══ Supplied data

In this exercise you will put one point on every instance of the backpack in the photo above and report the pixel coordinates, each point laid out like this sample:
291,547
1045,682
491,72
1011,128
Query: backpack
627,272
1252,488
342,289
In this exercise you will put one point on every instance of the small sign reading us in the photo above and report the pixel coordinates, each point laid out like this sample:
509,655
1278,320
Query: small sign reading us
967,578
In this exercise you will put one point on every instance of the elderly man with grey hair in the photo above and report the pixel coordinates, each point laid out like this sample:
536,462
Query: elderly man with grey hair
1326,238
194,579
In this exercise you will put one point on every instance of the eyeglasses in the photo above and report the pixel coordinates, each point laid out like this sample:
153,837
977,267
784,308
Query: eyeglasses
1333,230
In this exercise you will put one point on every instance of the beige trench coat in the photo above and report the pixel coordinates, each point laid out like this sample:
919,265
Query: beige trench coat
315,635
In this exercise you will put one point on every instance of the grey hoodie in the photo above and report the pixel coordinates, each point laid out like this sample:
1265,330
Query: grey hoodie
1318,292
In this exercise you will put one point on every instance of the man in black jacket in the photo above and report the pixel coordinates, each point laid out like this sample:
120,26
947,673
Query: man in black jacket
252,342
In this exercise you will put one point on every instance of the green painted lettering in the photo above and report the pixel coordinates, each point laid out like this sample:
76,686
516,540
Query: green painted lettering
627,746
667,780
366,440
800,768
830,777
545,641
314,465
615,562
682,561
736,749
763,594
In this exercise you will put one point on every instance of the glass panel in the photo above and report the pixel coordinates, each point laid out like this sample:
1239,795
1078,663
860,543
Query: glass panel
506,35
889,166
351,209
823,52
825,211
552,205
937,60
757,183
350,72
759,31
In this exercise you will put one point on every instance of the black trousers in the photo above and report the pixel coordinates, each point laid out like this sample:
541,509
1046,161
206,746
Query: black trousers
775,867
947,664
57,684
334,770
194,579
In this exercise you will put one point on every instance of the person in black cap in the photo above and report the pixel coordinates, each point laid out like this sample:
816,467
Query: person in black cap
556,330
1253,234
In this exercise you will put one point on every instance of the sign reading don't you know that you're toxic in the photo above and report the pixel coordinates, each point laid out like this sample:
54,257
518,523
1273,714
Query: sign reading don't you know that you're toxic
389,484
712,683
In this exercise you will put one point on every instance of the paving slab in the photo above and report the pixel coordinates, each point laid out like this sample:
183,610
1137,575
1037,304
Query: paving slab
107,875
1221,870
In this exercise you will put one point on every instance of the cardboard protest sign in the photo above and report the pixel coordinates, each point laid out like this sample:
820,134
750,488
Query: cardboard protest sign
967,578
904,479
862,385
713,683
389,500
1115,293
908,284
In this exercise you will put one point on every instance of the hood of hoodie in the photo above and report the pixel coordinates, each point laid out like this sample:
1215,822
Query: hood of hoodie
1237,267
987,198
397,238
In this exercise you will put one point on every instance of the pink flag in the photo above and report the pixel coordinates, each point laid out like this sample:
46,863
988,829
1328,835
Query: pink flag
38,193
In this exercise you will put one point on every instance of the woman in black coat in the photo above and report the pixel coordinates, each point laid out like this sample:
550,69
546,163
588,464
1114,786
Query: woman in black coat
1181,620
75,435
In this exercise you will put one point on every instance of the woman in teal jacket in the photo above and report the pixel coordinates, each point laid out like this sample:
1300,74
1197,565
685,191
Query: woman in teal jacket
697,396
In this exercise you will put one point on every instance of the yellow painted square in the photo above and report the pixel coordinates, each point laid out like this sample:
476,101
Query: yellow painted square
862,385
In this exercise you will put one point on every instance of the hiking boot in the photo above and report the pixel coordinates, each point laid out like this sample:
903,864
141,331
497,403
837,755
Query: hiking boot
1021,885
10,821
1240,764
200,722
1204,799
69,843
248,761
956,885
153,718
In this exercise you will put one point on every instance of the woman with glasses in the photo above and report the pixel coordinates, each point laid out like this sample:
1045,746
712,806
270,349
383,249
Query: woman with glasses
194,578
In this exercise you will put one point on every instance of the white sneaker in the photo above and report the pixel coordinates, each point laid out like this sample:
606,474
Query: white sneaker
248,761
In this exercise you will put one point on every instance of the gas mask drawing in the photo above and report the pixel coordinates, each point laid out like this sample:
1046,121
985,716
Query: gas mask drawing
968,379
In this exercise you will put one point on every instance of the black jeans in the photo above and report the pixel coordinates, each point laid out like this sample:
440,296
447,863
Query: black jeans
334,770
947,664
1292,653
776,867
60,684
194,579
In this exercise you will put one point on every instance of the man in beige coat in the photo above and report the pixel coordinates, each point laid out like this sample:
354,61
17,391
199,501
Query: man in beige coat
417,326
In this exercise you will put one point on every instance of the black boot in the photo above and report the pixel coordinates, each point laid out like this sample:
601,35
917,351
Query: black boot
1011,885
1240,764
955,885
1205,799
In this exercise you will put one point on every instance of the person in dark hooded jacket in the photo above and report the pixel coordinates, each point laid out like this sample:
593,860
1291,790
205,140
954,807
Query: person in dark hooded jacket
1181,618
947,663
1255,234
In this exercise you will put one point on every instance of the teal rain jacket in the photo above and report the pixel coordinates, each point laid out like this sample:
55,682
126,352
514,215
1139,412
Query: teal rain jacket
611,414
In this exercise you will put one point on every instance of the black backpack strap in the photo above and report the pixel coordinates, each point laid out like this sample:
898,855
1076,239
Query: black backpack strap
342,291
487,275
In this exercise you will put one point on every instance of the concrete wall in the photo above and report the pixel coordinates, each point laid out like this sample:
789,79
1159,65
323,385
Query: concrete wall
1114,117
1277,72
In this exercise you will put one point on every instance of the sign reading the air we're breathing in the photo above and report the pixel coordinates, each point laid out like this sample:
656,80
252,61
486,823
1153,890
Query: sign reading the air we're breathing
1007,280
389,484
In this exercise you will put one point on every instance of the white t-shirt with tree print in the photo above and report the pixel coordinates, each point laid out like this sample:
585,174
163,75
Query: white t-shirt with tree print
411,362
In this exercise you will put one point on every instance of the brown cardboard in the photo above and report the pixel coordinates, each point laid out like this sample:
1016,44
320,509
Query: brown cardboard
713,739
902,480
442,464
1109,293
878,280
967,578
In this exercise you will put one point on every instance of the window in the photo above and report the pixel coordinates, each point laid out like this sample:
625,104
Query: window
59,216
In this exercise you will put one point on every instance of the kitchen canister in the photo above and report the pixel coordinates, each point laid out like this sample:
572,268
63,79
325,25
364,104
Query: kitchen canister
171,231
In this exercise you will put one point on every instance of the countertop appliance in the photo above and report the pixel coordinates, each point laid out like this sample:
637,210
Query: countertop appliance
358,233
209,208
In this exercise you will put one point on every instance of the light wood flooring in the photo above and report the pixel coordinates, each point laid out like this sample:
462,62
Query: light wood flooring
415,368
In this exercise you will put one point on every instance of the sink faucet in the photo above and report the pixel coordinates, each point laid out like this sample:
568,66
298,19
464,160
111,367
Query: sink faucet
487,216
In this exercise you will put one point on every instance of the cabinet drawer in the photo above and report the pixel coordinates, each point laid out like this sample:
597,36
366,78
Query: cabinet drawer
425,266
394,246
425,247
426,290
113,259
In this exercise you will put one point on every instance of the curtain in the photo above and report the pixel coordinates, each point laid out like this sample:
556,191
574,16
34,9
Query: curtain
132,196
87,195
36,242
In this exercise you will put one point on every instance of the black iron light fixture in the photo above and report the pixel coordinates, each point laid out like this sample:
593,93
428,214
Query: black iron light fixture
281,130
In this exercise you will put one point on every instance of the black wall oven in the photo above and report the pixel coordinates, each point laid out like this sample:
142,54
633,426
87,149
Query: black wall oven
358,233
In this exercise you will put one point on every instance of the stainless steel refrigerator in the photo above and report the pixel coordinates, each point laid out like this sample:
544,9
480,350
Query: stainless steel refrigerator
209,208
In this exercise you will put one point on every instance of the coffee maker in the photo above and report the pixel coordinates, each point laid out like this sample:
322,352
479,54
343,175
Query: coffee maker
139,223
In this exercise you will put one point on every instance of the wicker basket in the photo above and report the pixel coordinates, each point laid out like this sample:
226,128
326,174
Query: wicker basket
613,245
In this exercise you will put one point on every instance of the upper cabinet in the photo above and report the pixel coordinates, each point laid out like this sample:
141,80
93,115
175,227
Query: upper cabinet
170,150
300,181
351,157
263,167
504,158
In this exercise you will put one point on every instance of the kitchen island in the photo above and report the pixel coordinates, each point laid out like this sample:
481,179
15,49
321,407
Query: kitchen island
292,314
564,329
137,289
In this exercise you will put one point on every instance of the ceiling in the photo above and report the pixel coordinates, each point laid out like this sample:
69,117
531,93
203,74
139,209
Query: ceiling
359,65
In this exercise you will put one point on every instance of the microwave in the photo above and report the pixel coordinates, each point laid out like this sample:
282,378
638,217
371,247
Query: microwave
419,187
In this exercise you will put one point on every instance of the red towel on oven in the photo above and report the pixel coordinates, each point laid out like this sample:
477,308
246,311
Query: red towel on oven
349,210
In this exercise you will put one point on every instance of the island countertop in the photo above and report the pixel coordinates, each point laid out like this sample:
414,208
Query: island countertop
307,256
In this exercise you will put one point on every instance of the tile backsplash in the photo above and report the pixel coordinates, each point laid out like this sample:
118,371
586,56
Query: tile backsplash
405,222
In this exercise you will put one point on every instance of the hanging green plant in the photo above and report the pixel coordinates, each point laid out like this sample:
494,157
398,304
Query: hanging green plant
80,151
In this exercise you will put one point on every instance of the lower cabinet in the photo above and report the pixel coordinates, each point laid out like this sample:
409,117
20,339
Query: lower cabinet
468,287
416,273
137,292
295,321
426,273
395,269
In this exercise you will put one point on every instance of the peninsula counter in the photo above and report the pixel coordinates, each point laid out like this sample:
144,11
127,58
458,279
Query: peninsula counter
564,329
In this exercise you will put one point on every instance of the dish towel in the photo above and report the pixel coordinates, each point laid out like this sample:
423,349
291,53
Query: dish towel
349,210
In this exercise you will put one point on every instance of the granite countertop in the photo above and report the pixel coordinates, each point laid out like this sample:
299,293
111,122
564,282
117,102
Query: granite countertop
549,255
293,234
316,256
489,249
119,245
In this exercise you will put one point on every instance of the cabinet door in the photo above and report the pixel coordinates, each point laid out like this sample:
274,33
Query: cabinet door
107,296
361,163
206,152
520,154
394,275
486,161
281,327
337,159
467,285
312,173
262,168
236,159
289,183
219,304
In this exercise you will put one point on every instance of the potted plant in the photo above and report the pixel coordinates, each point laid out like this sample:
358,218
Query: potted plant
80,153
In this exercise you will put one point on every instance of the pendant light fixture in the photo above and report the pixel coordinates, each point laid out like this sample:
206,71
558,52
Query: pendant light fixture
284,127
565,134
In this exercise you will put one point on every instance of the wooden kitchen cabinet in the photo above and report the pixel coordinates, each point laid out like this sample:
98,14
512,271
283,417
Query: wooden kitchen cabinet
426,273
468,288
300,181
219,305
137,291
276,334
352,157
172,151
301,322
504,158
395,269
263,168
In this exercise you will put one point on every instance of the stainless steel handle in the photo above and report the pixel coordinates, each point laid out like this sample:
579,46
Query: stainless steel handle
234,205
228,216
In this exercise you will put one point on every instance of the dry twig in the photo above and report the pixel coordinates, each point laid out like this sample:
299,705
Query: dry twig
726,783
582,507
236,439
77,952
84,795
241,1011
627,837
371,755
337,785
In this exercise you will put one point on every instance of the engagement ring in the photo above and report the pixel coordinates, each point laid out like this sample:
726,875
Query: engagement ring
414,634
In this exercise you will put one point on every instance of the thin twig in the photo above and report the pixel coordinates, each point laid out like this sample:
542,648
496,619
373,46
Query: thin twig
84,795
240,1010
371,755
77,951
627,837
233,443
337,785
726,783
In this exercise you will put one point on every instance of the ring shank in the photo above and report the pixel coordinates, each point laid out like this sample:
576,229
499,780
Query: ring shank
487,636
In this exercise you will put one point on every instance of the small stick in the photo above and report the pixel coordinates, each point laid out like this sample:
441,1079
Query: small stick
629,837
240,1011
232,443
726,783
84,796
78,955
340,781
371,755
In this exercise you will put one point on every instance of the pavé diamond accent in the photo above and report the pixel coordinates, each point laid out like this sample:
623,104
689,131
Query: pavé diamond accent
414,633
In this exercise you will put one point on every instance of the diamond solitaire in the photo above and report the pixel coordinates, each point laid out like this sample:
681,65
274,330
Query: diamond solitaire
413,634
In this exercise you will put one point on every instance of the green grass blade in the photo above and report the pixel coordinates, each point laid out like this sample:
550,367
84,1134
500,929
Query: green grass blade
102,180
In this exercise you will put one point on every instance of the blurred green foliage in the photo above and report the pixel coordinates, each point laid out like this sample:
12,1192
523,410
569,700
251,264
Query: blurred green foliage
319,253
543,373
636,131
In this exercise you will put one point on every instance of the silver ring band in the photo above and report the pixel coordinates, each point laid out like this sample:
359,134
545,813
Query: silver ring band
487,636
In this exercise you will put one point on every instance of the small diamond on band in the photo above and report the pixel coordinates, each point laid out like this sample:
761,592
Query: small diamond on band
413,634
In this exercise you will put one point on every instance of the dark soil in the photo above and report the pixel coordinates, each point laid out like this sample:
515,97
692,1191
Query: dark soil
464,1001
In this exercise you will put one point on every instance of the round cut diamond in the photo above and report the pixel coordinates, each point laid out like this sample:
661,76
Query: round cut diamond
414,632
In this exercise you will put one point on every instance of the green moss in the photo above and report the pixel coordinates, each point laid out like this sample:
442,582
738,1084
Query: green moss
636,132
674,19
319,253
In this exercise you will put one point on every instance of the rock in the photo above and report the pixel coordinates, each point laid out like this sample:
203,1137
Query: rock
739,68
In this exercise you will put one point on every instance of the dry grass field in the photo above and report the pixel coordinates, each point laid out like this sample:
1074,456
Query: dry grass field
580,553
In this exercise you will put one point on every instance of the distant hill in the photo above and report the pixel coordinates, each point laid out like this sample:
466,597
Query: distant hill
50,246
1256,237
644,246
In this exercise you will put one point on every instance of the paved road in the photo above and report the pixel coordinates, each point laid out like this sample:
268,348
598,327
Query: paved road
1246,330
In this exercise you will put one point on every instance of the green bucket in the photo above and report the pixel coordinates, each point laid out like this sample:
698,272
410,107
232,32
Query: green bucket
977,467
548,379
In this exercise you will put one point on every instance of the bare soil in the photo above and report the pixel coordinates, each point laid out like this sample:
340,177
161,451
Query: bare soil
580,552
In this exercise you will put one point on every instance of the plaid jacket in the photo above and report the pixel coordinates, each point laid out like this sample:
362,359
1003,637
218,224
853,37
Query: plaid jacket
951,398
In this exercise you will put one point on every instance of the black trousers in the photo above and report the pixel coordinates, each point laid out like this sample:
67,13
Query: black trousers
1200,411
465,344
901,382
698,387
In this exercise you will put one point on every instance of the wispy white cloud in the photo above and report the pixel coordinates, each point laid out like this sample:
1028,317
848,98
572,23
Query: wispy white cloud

════

## Exercise aim
Return each line of the material in which the string "wispy" can be found.

## Solution to this task
In this exercise you will put one point on every instance of the wispy white cloud in the photo above and report the pixel coordinates, each point laid out like this sample:
Query: wispy white cloud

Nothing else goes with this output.